Information given:

+++

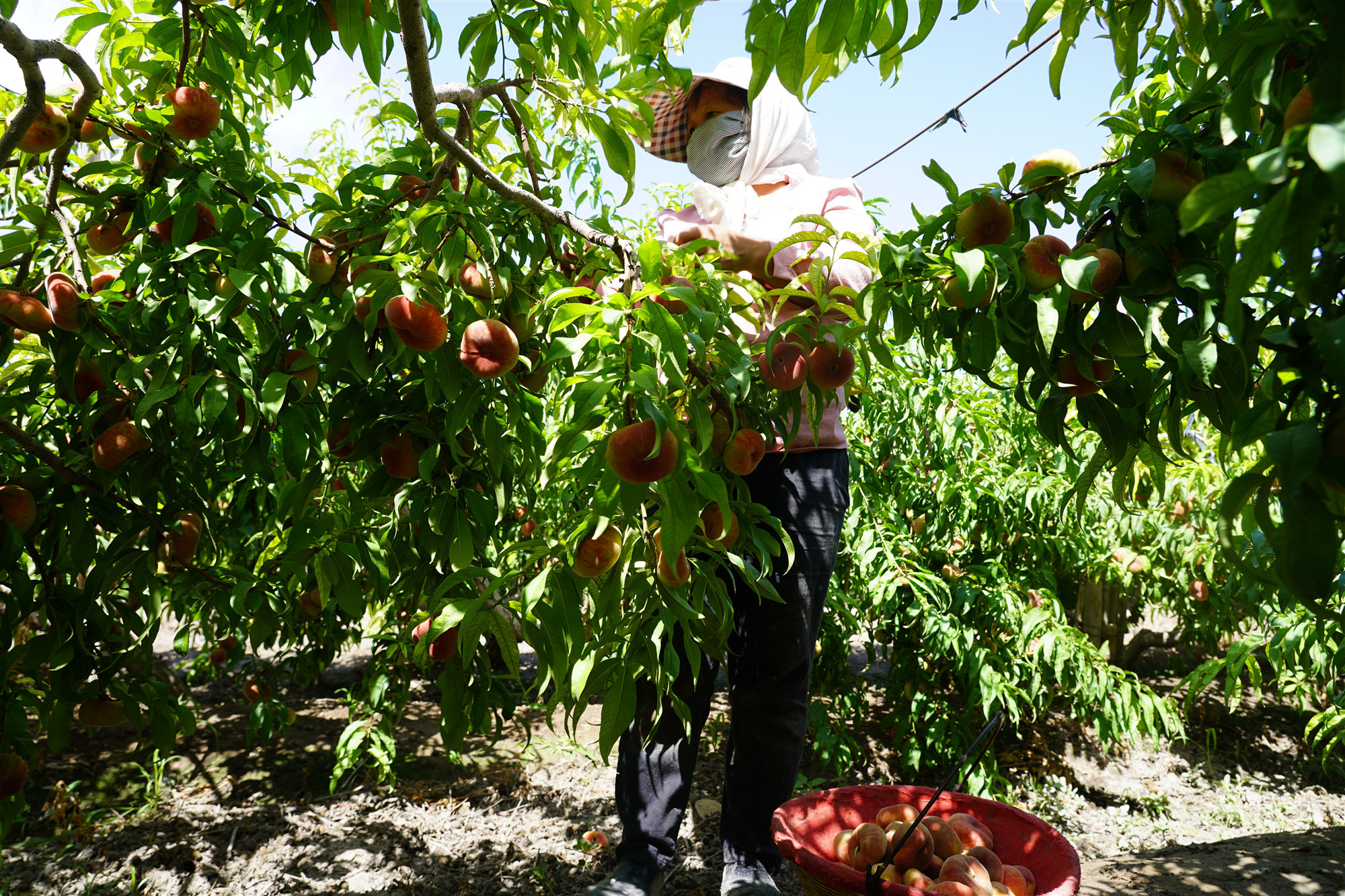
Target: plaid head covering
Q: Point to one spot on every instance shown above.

+++

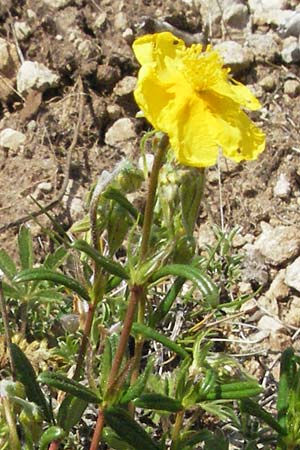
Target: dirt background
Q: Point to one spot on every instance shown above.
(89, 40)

+++

Exercise:
Extract each line from the material above that contains the word "Target".

Completed task:
Target: plaid head covering
Target: dirt background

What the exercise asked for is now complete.